## Text block
Shambhavi Singh (born 1966) is a painter, printmaker, and installation artist currently based in New Delhi, India.  Her artistic practice includes a wide variety of processes and media, but her work is largely non-figurative and focuses on the relationship between man and nature, as well as the social and metaphysical condition of the agricultural worker.

Life and career 

Born in Patna, the capital of the Indian state of Bihar, Singh grew up visiting her grandparents in the countryside – visits that she cites as the origin of her fascination with nature and the inspiration for much of her work. Singh attended the College of Fine Arts and Crafts, Patna in the 1980s, alongside her contemporary, Subodh Gupta. She moved to New Delhi in 1990, earning a Masters in Fine Arts from Delhi College of Art, and she has continued to live and work in the capital for the majority of her two-decade career, despite frequent travel. In 1997, Singh traveled to the Netherlands to participate in a project at the Tropenmuseum in Amsterdam, where she began to take interest in issues of migration and migrant labor. In 2000-2001, she was an artist-in-residence at Greatmore Studios, in Cape Town, South Africa, which led not only to a deepened engagement with the philosophy of Mahatma Gandhi, but also to an invitation to participate in Holland South Africa Line (HSAL), an international exchange project with Dutch artists held in the William Fehr Collection, in the Castle of Good Hope. In 2010, Singh was invited to be an   artist-in-residence at STPI - Creative Workshop & Gallery, in Singapore.

## Information supplied
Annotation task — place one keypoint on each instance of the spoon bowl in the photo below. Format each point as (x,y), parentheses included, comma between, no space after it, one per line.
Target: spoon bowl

## Prompt
Rewrite the stretch from "Shambhavi Singh (born" through "the agricultural worker." in the Shambhavi Singh text, putting "engraver" in place of "printmaker".

## Written reply
Shambhavi Singh (born 1966) is a painter, engraver, and installation artist currently based in New Delhi, India.  Her artistic practice includes a wide variety of processes and media, but her work is largely non-figurative and focuses on the relationship between man and nature, as well as the social and metaphysical condition of the agricultural worker.